Так за двадцать лет до рождения Эрнста Резерфорда появились надежно гарантированные метрополией 150 фунтов стерлингов в год — синяя птица для одаренных детей заморских подданных британской короны. Они, эти заветные 150 фунтов в год, должны были позволить молодому Резерфорду сменить Крайстчерч на Кембридж. Но для этого надо было их получить.
Надо было их удостоиться. Он удостоился. Но получил их не он.
«Рухнула моя Англия…»
Рождество в Пунгареху было на этот раз не очень веселым. И новый, 1895 год встречали тоже без особой праздничности. А все из-за Эрнста, все из-за того, что цепь его непрерывных успехов разорвалась в самом желанном звене. Там уже говорили: «Рухнула наша Англия…»
Эрнст чувствовал себя как после кораблекрушения. И, как всякий потерпевший, перебирал в памяти то, что произошло. А перебирать, в сущности, было нечего: все случившееся определялось одним словом — «Маклорен».
Он даже не был знаком с этим Маклореном. И они не могли быть соперниками. Их работы не подлежали сравнительной оценке: Маклорен занимался другой наукой — химией. Впрочем, это не имело значения: Новой Зеландии предоставлялась одна стипендия раз в два года! Одна — на все науки! — и только раз в два года…
Университет выдвинул двух кандидатов — м-ра Резерфорда и м-ра Маклорена. Первые научные исследования обоих были уже напечатаны. Два новозеландских профессора должны были дать королевской комиссии свое заключение о «Магнетизации» Резерфорда и «Обогащении золота» Маклорена. Одним из этих двух профессоров-экзаменаторов был государственный химик Новой Зеландии Дж. Э. Тори. Не потому ли и предпочтение было оказано химику Маклорену? Но, вероятно, еще более прав А. С. Ив: он иронически отметил, что просто «золото победило», и добавил: «как обычно». Победил дух викторианского практицизма. Но экзаменаторы предпочли Эрнсту Резерфорду вовсе не бездарность. Маклорен был способным исследователем и со временем стал New Zealand Dominien Analyst — Главным химиком-аналитиком доминиона Новая Зеландия.

=== ДАННЫЕ ===

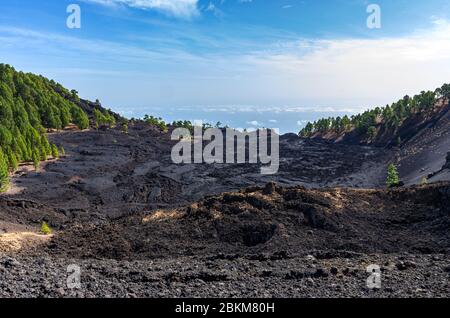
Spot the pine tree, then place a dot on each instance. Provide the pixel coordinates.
(392, 179)
(4, 173)
(36, 158)
(55, 152)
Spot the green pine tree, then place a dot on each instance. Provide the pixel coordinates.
(36, 158)
(392, 179)
(55, 152)
(4, 173)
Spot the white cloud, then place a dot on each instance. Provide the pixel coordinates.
(177, 8)
(254, 123)
(289, 76)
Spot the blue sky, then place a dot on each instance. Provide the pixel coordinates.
(233, 57)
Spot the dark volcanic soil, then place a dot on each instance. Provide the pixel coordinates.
(140, 226)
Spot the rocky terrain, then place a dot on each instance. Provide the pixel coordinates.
(140, 226)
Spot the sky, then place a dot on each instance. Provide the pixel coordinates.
(244, 62)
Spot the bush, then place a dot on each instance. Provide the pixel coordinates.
(4, 173)
(55, 152)
(45, 229)
(392, 179)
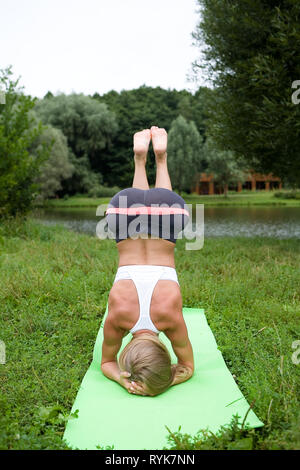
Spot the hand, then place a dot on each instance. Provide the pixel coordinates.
(130, 386)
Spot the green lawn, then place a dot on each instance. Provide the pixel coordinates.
(244, 198)
(54, 287)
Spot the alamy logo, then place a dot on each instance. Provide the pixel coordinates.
(296, 94)
(2, 352)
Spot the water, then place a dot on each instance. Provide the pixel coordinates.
(277, 222)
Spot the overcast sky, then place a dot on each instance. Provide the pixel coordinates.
(93, 46)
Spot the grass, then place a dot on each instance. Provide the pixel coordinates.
(54, 287)
(245, 198)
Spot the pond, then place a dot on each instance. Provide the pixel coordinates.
(277, 222)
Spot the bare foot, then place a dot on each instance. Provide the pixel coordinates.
(141, 141)
(159, 142)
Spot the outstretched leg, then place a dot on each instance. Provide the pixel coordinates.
(141, 141)
(160, 142)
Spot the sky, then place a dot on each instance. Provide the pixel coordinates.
(93, 46)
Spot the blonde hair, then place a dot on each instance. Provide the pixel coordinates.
(148, 361)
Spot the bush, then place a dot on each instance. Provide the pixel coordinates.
(18, 167)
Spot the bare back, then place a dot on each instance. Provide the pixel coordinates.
(146, 251)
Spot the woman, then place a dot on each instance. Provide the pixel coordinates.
(145, 298)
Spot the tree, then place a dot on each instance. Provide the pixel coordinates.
(251, 49)
(140, 109)
(57, 167)
(18, 168)
(185, 153)
(223, 165)
(87, 124)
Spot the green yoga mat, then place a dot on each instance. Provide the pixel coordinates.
(110, 416)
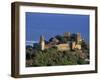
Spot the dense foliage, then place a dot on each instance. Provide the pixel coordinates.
(53, 57)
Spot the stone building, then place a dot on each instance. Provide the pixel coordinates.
(62, 46)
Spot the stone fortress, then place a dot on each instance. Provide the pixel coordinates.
(62, 46)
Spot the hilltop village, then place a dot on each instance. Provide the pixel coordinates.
(66, 49)
(67, 41)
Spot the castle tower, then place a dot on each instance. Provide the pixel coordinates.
(78, 39)
(42, 42)
(67, 34)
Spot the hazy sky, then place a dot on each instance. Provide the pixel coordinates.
(49, 25)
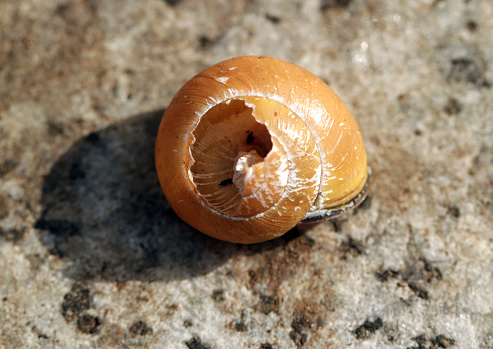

=== ЗАДАНИЕ 1 ===
Сколько стипендий и с какой периодичностью предоставлялось Новой Зеландии, согласно отрывку о Резерфорде?
=== ЗАДАНИЕ 2 ===
Продолжите отрывок о Резерфорде, начав сразу после его последнего предложения.

=== ПИСЬМЕННЫЙ ОТВЕТ 1 ===
Одна стипендия на все науки раз в два года.

=== ПИСЬМЕННЫЙ ОТВЕТ 2 ===
В сущности, экзаменаторы не ошиблись и в Эрнсте. Его работа произвела на них большое впечатление — настолько большое, что они предложили королевским комиссионерам предоставить вторую стипендию м-ру Резерфорду. Вторую!
Но королевские комиссионеры отвергли это предложение. Они решили, что создадут дурной прецедент на будущее.
Всех этих подробностей Эрнст тогда и не знал. Да они и не меняли сути дела. А суть заключалась в том, что надо было теперь начинать самостоятельную жизнь под новозеландским небом. Ту самую самостоятельную жизнь, какую большинство воспитанников университета начинали уже после четвертого курса: надо было пускаться на поиски выгодной службы и думать о собственном доме — он уже был неофициально помолвлен с Мэри Ньютон. Надо было вместе с тем продолжать научную работу у Биккертона — не бросать же задуманное и так блестяще начатое.
…И вот он снова в Пунгареху, снова погруженный в неотвязные размышления. Но не столько о физике, сколько о жизни.
Да, снова каникулы. В пятый раз каникулы. Но черт бы их побрал, эти каникулы. Уже кончается лето. Скоро март. Наступает осень. Приближается новый учебный год. Но это не его учебный год. Как и вольная воля этих каникул — не его вольная воля.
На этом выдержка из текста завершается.